* Begin Selected text *

Pursuant to the agreement Brant, Bernard and Scheer executed a promissory note dated December 30, 1974, in the amount of $50,000 due and payable on or before January 31, 1976. On January 27, 1975, Alfred C. McClure, one of the attorneys for Brant, Bernard, Scheer and Amber Manor Apartments Partnership, sent a letter to Jeffery Rubenstein (an attorney for Allen and the other new limited partners). In that letter Mr. McClure requested that the "remainder of $50,000" be forwarded to him. In a letter dated March 18, 1975, Mr. McClure informed Mr. Rubenstein that the remainder of the $50,000 loan was "release[d]." *fn6

Allen's complaint alleges that $450,000, "funds for [the] capital contributions," was placed in escrow. In their answer, Brant, Bernard, Scheer and Amber Manor Apartments Partnership neither admitted nor denied the allegation but demanded strict proof thereof.

On January 24, 1975, Brant filed a report of sale pursuant to section 4(G) of the Illinois Securities Act reporting the sale of limited partnership interests to Allen and the other new limited partners. The report listed each new limited partner's name, address, the extent of his interest. The date of sale listed for each of the new limited partners is either December 27, 1974, December 28, 1974, December 29, 1974, December 30, 1974, or December 31, 1974. In the report Brant noted that:

"The limited partnership units are sold in exchange for commitments by the purchasers to make contributions to the capital of Amber Manor Associates in the following amounts if and only if certain conditions are satisfied in 1975. Each purchaser has made a loan to the general partners of Amber Manor Associates in the amount of 10% of such capital contribution."

The partnership income returns (IRS Form 1065) for the calendar years 1974, 1975, 1976, 1977 and 1978 listed, on Schedule K-1, Allen and the other new limited partners as limited partners.

* End Selected text *
* Begin Listing *

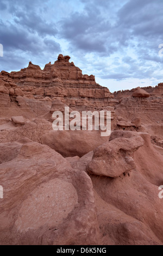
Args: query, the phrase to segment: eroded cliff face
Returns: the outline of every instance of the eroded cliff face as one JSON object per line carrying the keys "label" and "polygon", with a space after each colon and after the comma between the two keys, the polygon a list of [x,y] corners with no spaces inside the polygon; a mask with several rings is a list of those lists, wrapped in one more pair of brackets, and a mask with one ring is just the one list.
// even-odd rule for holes
{"label": "eroded cliff face", "polygon": [[[0,73],[0,243],[162,245],[163,83],[111,94],[70,58]],[[65,107],[111,135],[53,130]]]}
{"label": "eroded cliff face", "polygon": [[46,64],[43,70],[29,62],[27,68],[10,74],[2,71],[1,75],[16,84],[23,95],[30,99],[48,96],[79,109],[83,106],[91,109],[107,105],[114,97],[109,90],[98,84],[95,76],[83,75],[79,68],[69,62],[70,59],[59,54],[53,64]]}

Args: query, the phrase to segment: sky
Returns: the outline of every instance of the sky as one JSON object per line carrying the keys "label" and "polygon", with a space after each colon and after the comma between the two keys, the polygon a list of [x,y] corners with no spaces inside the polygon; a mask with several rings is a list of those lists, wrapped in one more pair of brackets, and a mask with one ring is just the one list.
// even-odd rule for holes
{"label": "sky", "polygon": [[162,0],[0,0],[0,71],[43,69],[61,53],[111,92],[155,86],[162,9]]}

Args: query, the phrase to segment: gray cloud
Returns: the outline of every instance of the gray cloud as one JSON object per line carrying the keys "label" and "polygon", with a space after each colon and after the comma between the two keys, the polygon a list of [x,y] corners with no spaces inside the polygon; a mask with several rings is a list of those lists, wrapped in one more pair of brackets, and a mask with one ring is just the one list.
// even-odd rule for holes
{"label": "gray cloud", "polygon": [[78,11],[74,0],[66,3],[70,10],[57,2],[1,2],[2,69],[11,70],[12,59],[17,69],[27,59],[43,65],[64,51],[103,79],[160,77],[162,0],[78,0]]}

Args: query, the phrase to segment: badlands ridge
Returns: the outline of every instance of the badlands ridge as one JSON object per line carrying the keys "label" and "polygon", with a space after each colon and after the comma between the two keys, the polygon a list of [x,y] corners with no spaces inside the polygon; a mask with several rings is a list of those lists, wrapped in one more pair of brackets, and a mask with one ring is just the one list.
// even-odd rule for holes
{"label": "badlands ridge", "polygon": [[[111,93],[69,56],[0,73],[0,243],[162,245],[163,83]],[[54,111],[112,132],[54,131]]]}

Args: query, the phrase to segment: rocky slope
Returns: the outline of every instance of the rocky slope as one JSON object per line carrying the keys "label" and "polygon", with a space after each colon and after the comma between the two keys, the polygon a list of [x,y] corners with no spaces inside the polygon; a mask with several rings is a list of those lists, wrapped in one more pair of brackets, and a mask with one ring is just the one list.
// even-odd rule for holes
{"label": "rocky slope", "polygon": [[[70,58],[0,73],[0,243],[162,245],[163,83],[111,94]],[[111,135],[54,131],[68,106]]]}

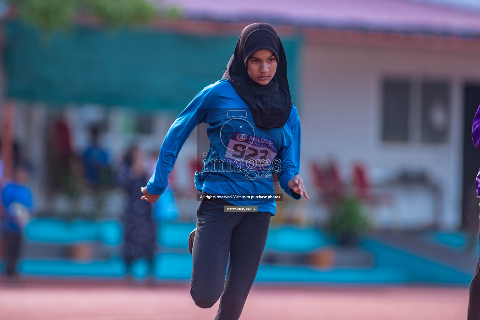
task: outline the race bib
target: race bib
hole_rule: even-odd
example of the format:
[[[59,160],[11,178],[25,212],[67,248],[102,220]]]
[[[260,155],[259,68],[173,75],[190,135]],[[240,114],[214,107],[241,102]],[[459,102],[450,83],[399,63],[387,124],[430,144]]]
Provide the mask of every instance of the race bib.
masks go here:
[[[276,146],[269,139],[233,132],[228,141],[225,160],[233,166],[266,171],[276,154]]]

* End Listing *

*Objectives:*
1. Answer these from the Amber Manor partnership text:
(a) By what date was the $50,000 promissory note due and payable?
(b) On what date did Brant file the report of sale under the Illinois Securities Act?
(c) Which IRS form were the partnership income returns filed on?
2. Carry on the Amber Manor partnership text, starting after its final sentence.

*Results of the tasks:*
1.
(a) On or before January 31, 1976.
(b) January 24, 1975.
(c) IRS Form 1065.

2.
On April 1, 1976, Allen filed a complaint for accounting, specific performance, injunction and declaratory judgment. Allen requested that the court declare that the agreement is valid, binding and enforceable upon all parties; that Amber Manor Apartments Partnership is a duly organized and validly existing limited partnership under the laws of the State of Indiana; and that Allen and the other persons designated in the agreement as new limited partners are, in fact, limited partners of Amber Manor Apartments Partnership. Pursuant to Allen's motion for partial summary judgment, the court found that "the Agreement dated December 27, 1974 * * * is a valid and enforceable Agreement * * * [and] that there was adequate consideration for such Agreement on the part of the `New Limited Partners.'" The court adjudged and decreed Allen "to be and to have been a limited partner in the Amber Manor Apartments Partnership, an Indiana Limited Partnership, as of January 1, 1974 pursuant to the terms of the said Agreement dated December 27, 1974." Defendants Brant, Bernard, Scheer and Amber Manor Apartments Partnership appeal from this order. Defendants Clapman, Gassel, Linden, Sauk Properties, Inc., and Eugene Storry have not appealed.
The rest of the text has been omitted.